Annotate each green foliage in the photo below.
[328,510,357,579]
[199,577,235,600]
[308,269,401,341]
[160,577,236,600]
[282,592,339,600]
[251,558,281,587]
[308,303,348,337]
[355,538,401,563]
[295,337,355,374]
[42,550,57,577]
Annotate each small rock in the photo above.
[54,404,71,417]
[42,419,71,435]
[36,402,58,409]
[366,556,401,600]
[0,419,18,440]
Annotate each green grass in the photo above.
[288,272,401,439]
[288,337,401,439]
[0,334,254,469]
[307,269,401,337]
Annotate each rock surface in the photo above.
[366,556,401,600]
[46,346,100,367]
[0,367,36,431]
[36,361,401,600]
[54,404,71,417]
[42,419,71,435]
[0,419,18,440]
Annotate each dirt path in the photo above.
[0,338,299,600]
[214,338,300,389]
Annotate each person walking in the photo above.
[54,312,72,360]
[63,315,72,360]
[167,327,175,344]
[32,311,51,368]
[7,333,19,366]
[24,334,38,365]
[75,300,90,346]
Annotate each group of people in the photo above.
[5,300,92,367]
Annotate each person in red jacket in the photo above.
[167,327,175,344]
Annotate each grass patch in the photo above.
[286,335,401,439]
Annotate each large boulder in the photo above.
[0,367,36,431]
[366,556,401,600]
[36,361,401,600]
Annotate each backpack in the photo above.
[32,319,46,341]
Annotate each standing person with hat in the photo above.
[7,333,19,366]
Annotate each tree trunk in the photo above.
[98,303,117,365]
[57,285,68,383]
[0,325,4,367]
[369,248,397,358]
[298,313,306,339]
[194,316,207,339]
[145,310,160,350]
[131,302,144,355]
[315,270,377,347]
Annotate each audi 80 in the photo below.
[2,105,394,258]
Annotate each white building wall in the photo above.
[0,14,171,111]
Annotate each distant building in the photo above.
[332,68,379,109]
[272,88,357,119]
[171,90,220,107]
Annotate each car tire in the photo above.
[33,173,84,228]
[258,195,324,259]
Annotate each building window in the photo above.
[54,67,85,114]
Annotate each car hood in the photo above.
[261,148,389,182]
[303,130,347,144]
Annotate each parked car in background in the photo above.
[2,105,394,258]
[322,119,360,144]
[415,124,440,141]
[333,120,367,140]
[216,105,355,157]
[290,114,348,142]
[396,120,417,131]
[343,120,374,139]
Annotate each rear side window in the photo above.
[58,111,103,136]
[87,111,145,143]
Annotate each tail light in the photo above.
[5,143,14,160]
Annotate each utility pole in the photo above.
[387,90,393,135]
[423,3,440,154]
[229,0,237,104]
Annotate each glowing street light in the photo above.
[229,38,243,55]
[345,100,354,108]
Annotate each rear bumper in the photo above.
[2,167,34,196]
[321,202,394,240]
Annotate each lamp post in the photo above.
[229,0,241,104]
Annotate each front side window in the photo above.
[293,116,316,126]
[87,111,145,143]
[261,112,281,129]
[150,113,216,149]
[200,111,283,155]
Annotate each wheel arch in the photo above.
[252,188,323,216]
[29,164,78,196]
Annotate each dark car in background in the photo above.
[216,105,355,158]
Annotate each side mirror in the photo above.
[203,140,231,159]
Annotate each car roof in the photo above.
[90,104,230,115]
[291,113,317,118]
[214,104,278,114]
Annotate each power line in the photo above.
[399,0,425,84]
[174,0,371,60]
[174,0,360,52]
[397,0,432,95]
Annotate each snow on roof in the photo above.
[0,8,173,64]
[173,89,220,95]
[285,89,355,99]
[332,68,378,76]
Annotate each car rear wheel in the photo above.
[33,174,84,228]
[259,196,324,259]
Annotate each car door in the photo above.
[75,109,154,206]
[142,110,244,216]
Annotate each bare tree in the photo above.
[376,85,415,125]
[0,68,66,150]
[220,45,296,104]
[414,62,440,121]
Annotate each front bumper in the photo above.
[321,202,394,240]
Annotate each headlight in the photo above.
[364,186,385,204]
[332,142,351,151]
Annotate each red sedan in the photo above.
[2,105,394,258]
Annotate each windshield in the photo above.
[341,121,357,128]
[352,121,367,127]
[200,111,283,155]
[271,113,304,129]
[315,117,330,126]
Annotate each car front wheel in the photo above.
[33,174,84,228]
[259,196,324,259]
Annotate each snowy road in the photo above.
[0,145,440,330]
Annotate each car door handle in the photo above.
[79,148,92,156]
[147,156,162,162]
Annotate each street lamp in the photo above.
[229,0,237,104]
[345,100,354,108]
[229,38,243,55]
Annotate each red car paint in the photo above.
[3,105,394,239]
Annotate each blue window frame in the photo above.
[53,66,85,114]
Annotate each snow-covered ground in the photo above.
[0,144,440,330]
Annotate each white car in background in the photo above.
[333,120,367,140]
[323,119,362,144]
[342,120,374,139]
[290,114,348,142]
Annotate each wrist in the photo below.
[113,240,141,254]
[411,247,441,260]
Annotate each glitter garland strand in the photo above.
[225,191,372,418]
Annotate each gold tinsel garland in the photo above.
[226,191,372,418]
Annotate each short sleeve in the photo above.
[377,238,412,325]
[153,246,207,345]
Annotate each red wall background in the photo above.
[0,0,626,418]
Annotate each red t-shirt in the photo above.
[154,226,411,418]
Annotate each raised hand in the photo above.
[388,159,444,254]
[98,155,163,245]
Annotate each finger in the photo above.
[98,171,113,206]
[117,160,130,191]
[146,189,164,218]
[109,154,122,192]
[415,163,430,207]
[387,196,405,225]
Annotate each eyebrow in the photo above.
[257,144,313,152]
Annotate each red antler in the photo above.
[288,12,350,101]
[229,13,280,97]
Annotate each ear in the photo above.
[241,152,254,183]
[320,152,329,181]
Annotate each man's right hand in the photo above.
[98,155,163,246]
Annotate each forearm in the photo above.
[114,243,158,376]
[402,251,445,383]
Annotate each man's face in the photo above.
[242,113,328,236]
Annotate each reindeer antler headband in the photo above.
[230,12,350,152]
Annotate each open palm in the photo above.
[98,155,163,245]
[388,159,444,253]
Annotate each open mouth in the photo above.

==============================

Starting at the line containing "Annotate each person in" and ending at the line containing "[214,104,278,114]", rewrite the data with "car" changed to "automobile" and nothing else altered.

Annotate each person in red jacket in the photo above.
[167,327,175,344]
Annotate each grass patch in the photo above.
[286,335,401,439]
Annotate each large boulder in the photo above.
[0,367,36,431]
[366,556,401,600]
[36,361,401,600]
Annotate each backpack in the photo above.
[32,319,46,341]
Annotate each standing person with hat in the photo above.
[7,333,19,366]
Annotate each tree trunk in the photo above.
[98,303,117,365]
[57,285,68,383]
[0,325,4,367]
[369,248,397,358]
[298,313,306,339]
[194,316,207,339]
[145,310,160,350]
[131,302,144,355]
[315,270,377,347]
Annotate each audi 80 in the photo below.
[2,105,394,258]
Annotate each white building wall in the photo above.
[0,14,171,111]
Annotate each distant building in the photo above.
[332,68,379,109]
[272,88,357,119]
[171,90,220,107]
Annotate each automobile tire in the photo above.
[33,173,84,228]
[258,195,324,259]
Annotate each building window in the photo above.
[54,67,85,114]
Annotate each automobile hood in the photo above.
[261,148,389,182]
[303,130,347,144]
Annotate each parked automobile in background in the photo above.
[2,105,394,258]
[322,119,360,144]
[415,124,440,141]
[333,120,367,140]
[216,105,355,157]
[290,114,348,142]
[396,120,417,131]
[343,120,374,139]
Annotate each rear side window in the photo above.
[58,111,103,136]
[87,111,145,143]
Annotate each tail light in the photo above.
[5,143,14,160]
Annotate each utility pole in the photo above.
[387,90,393,135]
[423,3,440,154]
[229,0,237,104]
Annotate each glowing street light in the photo above.
[229,38,243,55]
[345,100,354,108]
Annotate each rear bumper in the photo above.
[2,167,34,196]
[321,202,394,240]
Annotate each lamp post in the photo above.
[229,0,241,104]
Annotate each front side window in the photo above.
[293,116,316,126]
[87,111,145,143]
[261,112,281,129]
[150,113,216,149]
[200,111,283,155]
Annotate each wheel arch in the photo above.
[252,188,323,216]
[29,164,78,196]
Annotate each dark automobile in background in the photo above.
[216,105,355,158]
Annotate each side mirror in the photo above.
[203,140,231,159]
Annotate each automobile roof in the photo above.
[90,104,230,115]
[291,113,317,118]
[214,104,278,114]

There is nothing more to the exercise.